**WHAT TO DO**
Below is a set of entries. Reproduce exactly the lines from the one containing "Please pin the metal fence" through the end, both included.

┄┄┄┄┄┄┄┄┄┄

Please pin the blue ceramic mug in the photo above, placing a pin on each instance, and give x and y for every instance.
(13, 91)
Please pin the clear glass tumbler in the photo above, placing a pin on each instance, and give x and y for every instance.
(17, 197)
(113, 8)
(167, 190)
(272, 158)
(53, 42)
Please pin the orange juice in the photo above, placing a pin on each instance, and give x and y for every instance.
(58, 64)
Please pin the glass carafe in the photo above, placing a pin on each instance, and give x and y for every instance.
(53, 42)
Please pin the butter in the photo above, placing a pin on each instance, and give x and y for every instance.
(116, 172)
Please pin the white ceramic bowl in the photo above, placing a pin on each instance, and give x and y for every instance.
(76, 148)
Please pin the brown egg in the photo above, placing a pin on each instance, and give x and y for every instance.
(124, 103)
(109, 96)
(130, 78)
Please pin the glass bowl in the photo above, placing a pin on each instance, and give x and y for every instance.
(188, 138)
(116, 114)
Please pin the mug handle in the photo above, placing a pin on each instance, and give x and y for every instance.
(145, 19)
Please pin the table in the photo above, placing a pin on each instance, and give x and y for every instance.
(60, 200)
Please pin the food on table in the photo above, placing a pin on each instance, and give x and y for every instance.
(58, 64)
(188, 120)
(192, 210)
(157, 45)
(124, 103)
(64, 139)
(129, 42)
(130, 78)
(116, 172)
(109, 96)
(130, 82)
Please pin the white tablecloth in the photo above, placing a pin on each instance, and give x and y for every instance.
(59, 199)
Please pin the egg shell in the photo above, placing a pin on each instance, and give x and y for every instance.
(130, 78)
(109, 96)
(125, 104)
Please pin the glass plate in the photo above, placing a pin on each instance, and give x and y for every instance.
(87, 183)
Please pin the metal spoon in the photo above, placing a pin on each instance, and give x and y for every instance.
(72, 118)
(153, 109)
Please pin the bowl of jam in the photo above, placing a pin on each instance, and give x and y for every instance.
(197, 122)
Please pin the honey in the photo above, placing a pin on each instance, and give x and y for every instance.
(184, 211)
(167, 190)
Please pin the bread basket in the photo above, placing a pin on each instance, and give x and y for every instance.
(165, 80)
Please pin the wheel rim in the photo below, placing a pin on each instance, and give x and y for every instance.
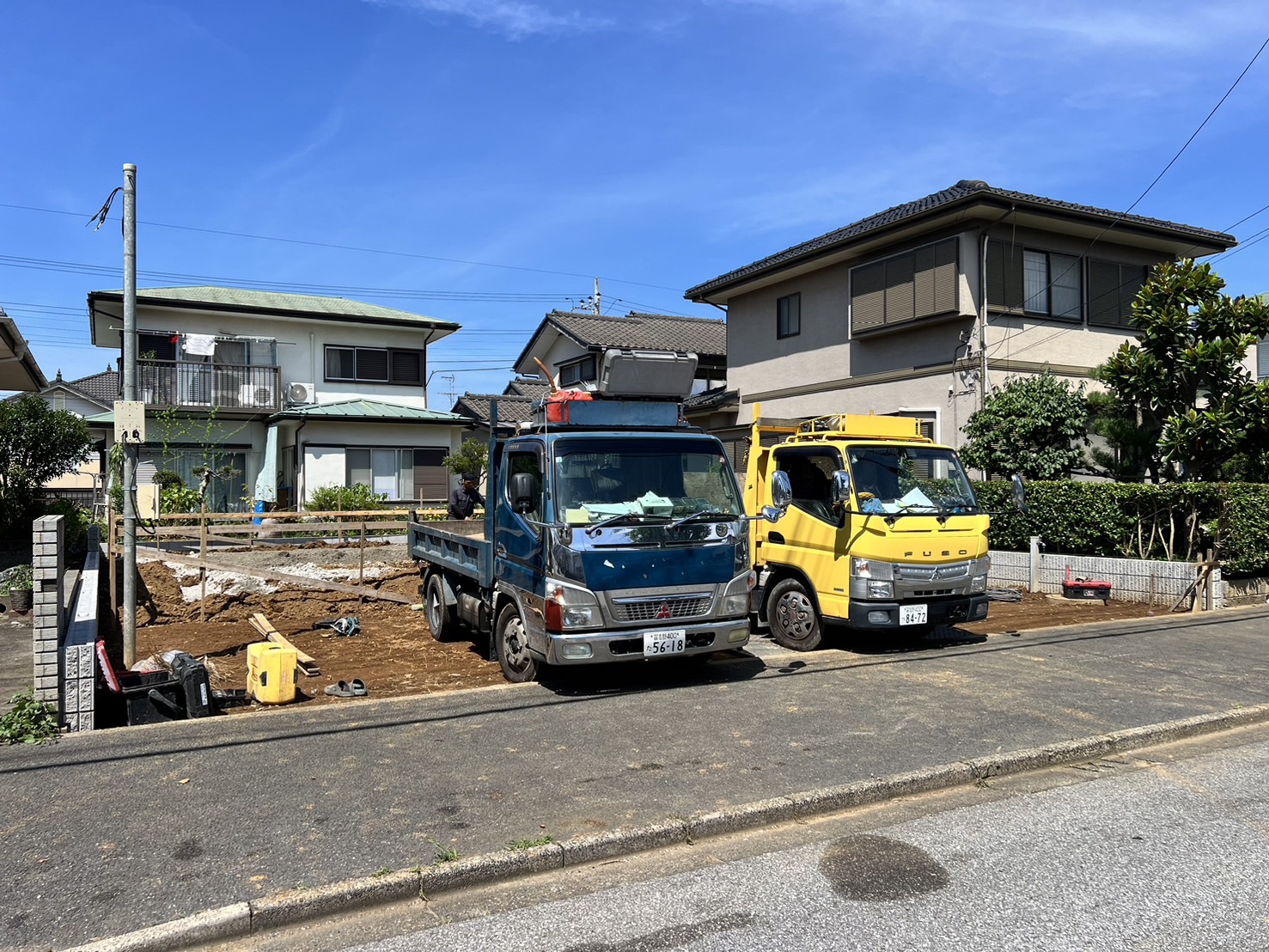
(436, 608)
(795, 616)
(514, 649)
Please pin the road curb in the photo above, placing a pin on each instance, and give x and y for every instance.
(300, 906)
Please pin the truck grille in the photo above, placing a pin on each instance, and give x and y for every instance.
(665, 607)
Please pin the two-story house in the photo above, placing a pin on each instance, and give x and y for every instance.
(284, 393)
(919, 310)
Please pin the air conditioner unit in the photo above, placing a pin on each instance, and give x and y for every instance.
(301, 394)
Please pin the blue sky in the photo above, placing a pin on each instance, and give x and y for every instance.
(490, 157)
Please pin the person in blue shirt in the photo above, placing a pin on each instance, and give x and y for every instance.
(465, 499)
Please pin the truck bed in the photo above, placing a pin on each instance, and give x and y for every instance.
(455, 545)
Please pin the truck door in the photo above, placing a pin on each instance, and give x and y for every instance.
(516, 536)
(811, 529)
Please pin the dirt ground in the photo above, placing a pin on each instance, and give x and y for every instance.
(395, 653)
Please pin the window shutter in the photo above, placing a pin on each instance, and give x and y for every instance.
(869, 296)
(1004, 276)
(946, 276)
(900, 291)
(406, 367)
(430, 479)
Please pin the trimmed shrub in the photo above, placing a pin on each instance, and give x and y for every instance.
(1176, 521)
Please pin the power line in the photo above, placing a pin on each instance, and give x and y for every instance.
(1120, 216)
(349, 247)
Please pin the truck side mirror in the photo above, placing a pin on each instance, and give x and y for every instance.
(840, 486)
(782, 490)
(524, 492)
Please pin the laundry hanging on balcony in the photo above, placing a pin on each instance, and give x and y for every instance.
(201, 345)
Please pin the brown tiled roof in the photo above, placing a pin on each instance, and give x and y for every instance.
(962, 192)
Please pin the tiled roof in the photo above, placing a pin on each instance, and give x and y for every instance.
(962, 192)
(101, 388)
(237, 298)
(478, 406)
(705, 337)
(369, 410)
(531, 388)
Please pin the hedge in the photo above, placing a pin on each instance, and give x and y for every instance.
(1138, 521)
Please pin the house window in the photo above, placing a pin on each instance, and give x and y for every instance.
(388, 471)
(1112, 290)
(1028, 281)
(1051, 284)
(367, 364)
(788, 316)
(577, 371)
(919, 284)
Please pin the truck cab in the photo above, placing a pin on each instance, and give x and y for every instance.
(882, 531)
(613, 532)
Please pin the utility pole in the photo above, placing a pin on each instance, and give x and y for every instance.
(130, 394)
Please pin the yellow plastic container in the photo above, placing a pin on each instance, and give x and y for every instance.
(271, 673)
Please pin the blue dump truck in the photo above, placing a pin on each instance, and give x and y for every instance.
(612, 532)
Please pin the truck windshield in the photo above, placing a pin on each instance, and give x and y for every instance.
(644, 481)
(910, 480)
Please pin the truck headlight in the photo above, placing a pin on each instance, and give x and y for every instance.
(979, 569)
(870, 579)
(569, 607)
(735, 597)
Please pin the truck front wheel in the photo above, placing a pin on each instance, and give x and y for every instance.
(792, 616)
(441, 617)
(510, 643)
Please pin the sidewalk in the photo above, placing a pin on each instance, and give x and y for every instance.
(116, 830)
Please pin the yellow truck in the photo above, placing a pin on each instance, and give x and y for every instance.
(880, 529)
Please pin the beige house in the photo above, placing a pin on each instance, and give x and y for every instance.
(289, 393)
(888, 315)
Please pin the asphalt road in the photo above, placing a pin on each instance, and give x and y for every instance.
(116, 830)
(1138, 853)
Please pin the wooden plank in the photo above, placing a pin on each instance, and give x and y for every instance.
(277, 577)
(306, 662)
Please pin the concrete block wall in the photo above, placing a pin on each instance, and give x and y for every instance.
(79, 648)
(1131, 579)
(48, 595)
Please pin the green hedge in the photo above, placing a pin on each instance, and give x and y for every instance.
(1138, 521)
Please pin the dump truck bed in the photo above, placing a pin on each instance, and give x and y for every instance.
(455, 545)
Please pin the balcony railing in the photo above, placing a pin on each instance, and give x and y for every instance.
(204, 386)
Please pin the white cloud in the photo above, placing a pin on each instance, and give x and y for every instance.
(516, 18)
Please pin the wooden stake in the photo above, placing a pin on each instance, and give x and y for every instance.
(202, 569)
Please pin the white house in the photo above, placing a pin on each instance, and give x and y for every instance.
(290, 391)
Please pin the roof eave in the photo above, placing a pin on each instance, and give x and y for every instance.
(720, 290)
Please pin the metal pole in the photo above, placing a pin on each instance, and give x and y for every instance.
(130, 393)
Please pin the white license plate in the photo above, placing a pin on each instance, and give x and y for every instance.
(912, 614)
(657, 644)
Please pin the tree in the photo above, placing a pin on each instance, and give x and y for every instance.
(471, 457)
(1184, 385)
(37, 443)
(1032, 425)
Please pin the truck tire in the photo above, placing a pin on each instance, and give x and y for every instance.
(441, 617)
(792, 616)
(511, 648)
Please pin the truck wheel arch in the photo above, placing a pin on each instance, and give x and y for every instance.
(778, 575)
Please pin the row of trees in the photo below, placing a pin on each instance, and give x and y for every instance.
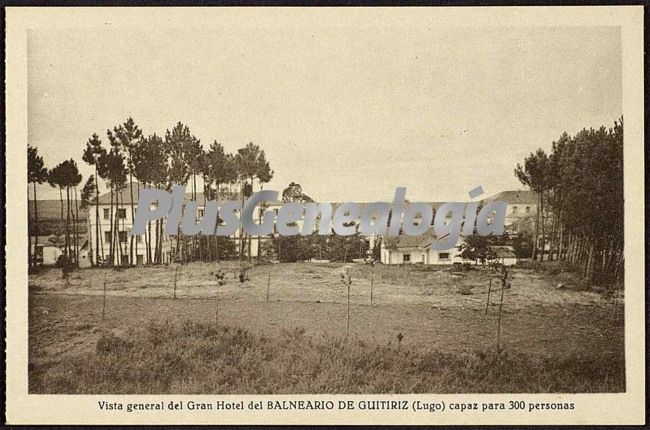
(66, 177)
(130, 158)
(178, 158)
(580, 191)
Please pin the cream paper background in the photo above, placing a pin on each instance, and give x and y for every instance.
(22, 408)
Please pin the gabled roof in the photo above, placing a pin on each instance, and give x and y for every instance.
(514, 197)
(503, 251)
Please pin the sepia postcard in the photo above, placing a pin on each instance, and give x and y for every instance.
(325, 215)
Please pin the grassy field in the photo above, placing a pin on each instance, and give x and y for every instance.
(229, 339)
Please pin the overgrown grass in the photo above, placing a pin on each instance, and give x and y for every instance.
(193, 358)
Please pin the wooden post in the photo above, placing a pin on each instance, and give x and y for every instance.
(372, 280)
(347, 326)
(175, 277)
(217, 308)
(104, 302)
(487, 303)
(499, 322)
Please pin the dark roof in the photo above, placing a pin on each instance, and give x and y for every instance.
(406, 241)
(514, 197)
(503, 251)
(51, 208)
(125, 195)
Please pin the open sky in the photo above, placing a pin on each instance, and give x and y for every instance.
(350, 113)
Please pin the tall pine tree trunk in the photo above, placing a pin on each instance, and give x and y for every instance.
(97, 238)
(36, 228)
(132, 241)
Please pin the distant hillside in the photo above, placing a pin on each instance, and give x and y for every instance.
(49, 217)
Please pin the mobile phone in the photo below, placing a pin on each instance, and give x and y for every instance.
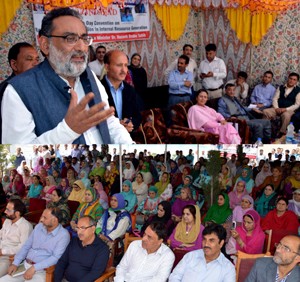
(233, 225)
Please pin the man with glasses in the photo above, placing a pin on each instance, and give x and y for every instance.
(61, 100)
(14, 233)
(282, 267)
(86, 257)
(43, 248)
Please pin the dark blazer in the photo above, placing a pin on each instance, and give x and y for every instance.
(131, 107)
(265, 269)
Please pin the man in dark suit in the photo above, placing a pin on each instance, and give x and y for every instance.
(282, 267)
(121, 95)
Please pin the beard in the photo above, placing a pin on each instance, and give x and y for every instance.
(62, 63)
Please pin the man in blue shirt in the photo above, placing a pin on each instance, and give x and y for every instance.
(207, 264)
(180, 82)
(43, 248)
(229, 106)
(263, 93)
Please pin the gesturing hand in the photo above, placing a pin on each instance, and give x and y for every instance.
(80, 119)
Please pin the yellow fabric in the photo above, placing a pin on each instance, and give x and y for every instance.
(173, 19)
(8, 9)
(249, 27)
(190, 237)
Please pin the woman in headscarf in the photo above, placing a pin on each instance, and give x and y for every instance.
(129, 171)
(187, 235)
(58, 200)
(235, 196)
(83, 176)
(163, 215)
(261, 176)
(219, 212)
(248, 238)
(65, 187)
(247, 178)
(266, 201)
(48, 189)
(247, 204)
(164, 184)
(103, 199)
(145, 171)
(225, 180)
(90, 207)
(129, 196)
(140, 188)
(184, 200)
(149, 205)
(116, 221)
(78, 192)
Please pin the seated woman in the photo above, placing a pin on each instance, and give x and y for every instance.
(184, 200)
(248, 238)
(48, 189)
(140, 188)
(239, 211)
(266, 201)
(187, 235)
(78, 192)
(225, 179)
(220, 212)
(281, 221)
(164, 187)
(247, 178)
(235, 196)
(206, 119)
(129, 196)
(90, 207)
(149, 206)
(115, 222)
(163, 215)
(35, 188)
(58, 201)
(294, 204)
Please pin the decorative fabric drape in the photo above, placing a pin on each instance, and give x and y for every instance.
(173, 19)
(8, 10)
(250, 27)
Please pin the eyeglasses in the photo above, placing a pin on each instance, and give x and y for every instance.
(72, 39)
(84, 227)
(285, 248)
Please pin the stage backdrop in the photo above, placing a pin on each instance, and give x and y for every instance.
(279, 50)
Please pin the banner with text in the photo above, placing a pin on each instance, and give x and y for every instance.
(131, 22)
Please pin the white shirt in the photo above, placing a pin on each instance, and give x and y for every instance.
(193, 267)
(96, 67)
(218, 68)
(139, 266)
(192, 67)
(18, 123)
(14, 235)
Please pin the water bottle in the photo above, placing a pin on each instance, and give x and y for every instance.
(259, 142)
(290, 134)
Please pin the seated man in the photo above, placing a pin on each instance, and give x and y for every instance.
(14, 233)
(284, 266)
(43, 248)
(121, 95)
(187, 50)
(212, 71)
(263, 93)
(180, 82)
(86, 257)
(147, 259)
(207, 264)
(229, 106)
(285, 102)
(241, 87)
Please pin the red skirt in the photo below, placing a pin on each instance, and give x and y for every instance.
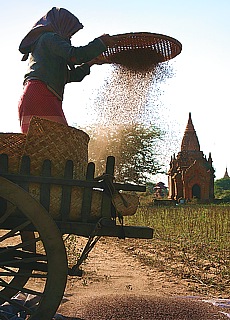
(38, 100)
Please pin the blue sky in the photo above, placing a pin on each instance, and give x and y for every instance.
(200, 84)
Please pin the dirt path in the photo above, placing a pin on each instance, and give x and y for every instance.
(116, 285)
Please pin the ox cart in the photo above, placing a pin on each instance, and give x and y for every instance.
(32, 249)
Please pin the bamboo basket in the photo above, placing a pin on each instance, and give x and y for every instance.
(141, 50)
(57, 142)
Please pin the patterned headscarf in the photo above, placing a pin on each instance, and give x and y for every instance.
(57, 20)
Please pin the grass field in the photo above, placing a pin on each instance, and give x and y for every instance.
(191, 242)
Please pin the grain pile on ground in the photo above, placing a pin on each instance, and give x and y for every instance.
(118, 307)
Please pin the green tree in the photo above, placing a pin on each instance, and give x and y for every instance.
(135, 148)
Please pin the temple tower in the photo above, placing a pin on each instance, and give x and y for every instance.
(191, 175)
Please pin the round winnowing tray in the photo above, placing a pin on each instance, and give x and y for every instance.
(141, 50)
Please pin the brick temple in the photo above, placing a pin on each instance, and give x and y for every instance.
(191, 175)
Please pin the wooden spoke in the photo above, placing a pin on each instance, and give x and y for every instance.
(13, 232)
(32, 254)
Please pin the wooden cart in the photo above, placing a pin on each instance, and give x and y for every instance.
(32, 250)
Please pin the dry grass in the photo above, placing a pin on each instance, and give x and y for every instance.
(191, 242)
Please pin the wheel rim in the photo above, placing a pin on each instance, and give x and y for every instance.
(22, 268)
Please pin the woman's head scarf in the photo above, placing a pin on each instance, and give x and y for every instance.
(57, 20)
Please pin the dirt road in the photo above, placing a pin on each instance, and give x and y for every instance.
(116, 285)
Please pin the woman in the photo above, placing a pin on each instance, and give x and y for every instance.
(52, 64)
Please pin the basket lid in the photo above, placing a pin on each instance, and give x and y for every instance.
(141, 50)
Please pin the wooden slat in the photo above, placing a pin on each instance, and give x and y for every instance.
(66, 192)
(87, 195)
(45, 188)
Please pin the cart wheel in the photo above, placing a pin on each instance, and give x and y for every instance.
(32, 254)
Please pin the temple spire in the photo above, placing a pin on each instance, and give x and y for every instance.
(226, 174)
(190, 141)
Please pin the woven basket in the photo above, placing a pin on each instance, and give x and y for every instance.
(13, 144)
(141, 50)
(57, 142)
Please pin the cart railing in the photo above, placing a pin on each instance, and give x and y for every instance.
(104, 225)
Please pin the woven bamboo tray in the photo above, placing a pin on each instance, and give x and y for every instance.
(141, 50)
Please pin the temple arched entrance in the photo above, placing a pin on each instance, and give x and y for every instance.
(196, 192)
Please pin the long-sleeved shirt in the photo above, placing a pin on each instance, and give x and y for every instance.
(51, 57)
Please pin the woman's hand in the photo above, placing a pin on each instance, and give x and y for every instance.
(108, 40)
(97, 60)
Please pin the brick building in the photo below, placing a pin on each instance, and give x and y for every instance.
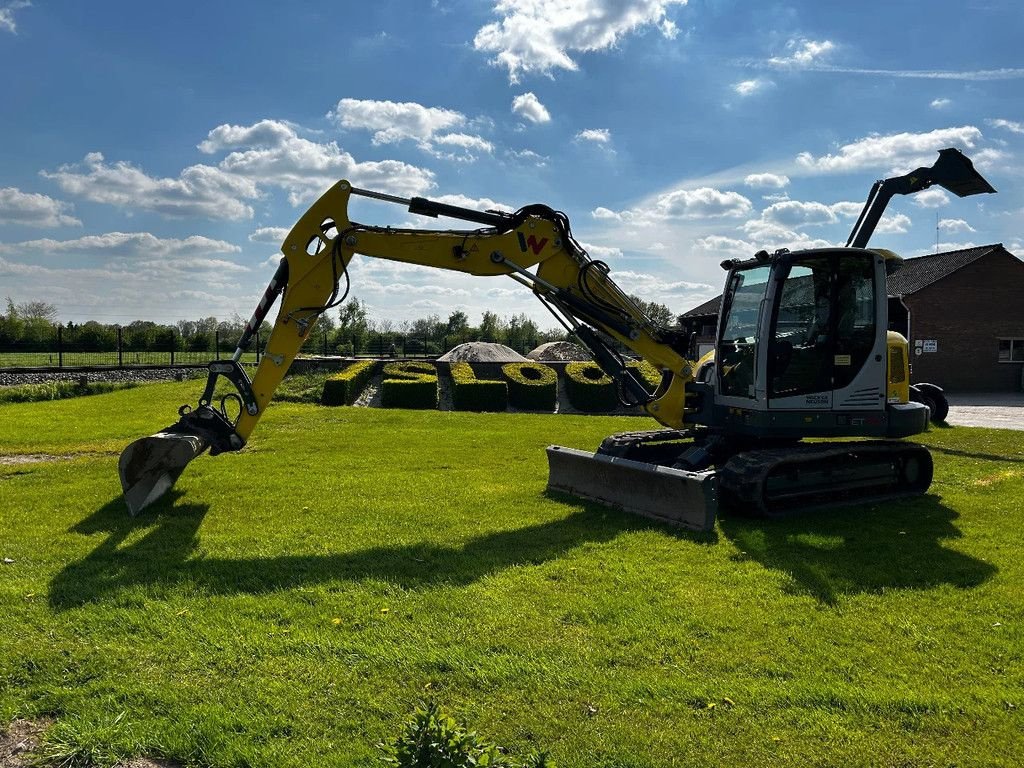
(963, 312)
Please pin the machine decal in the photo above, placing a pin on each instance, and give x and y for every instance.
(531, 243)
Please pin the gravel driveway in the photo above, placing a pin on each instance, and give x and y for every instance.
(1001, 410)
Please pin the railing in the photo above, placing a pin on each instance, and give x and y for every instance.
(112, 347)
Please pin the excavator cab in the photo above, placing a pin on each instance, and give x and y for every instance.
(803, 348)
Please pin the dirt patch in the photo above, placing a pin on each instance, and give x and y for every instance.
(18, 741)
(481, 351)
(560, 350)
(13, 461)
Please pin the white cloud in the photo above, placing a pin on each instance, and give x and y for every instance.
(304, 169)
(602, 252)
(272, 235)
(954, 225)
(597, 135)
(538, 36)
(393, 122)
(528, 156)
(794, 213)
(701, 203)
(933, 198)
(7, 14)
(31, 209)
(751, 87)
(705, 202)
(767, 180)
(896, 152)
(802, 53)
(1011, 125)
(896, 223)
(528, 107)
(200, 190)
(123, 245)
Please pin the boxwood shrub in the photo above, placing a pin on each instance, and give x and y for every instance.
(532, 386)
(589, 388)
(647, 372)
(410, 385)
(470, 393)
(342, 388)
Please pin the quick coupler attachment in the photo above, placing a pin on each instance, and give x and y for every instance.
(151, 466)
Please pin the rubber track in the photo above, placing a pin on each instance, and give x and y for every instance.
(742, 480)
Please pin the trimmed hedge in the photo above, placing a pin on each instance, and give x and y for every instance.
(531, 386)
(589, 388)
(410, 385)
(342, 388)
(647, 372)
(470, 393)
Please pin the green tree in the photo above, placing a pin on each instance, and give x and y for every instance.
(492, 328)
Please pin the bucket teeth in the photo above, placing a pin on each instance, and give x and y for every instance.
(675, 496)
(150, 467)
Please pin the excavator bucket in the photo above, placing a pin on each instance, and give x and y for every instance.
(150, 466)
(664, 494)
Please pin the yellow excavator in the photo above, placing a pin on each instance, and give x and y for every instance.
(803, 351)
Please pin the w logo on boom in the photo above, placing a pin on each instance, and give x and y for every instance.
(531, 243)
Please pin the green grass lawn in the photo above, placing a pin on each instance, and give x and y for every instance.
(288, 605)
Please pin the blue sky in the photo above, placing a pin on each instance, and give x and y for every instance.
(151, 160)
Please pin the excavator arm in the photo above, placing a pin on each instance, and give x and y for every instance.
(532, 246)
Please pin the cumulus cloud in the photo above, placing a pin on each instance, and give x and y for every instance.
(751, 87)
(539, 36)
(528, 107)
(596, 135)
(767, 180)
(123, 245)
(7, 14)
(267, 154)
(273, 235)
(802, 53)
(199, 190)
(898, 152)
(1011, 125)
(428, 127)
(954, 225)
(933, 198)
(896, 223)
(705, 202)
(31, 209)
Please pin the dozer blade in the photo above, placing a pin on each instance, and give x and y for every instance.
(675, 496)
(151, 466)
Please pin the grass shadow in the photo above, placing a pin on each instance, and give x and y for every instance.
(164, 556)
(842, 551)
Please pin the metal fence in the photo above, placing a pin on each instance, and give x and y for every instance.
(118, 347)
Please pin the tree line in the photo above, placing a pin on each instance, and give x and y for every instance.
(33, 327)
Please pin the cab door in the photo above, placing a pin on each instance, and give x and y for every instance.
(823, 330)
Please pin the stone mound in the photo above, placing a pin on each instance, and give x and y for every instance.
(560, 350)
(481, 351)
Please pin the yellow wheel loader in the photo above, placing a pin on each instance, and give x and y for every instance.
(803, 351)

┄┄┄┄┄┄┄┄┄┄

**RESULT BELOW**
Please pin the metal fence in the photo above, placing a pin on each instance, and give x and y for every instance.
(118, 347)
Please pin the tree line in the photo above, placing a pin on each instance, and give x and y for every instance.
(33, 327)
Please pin the cab door in the photo above, placing a pin on each instance, and give x and y for every instance.
(823, 330)
Please pin the stone mound in the photo above, placing a pin on each instance, and give x and y for every instance.
(560, 350)
(481, 351)
Please pin the yellow wheel loader in the photo above, placing a pin on each instance, and give x and y for every instance.
(803, 351)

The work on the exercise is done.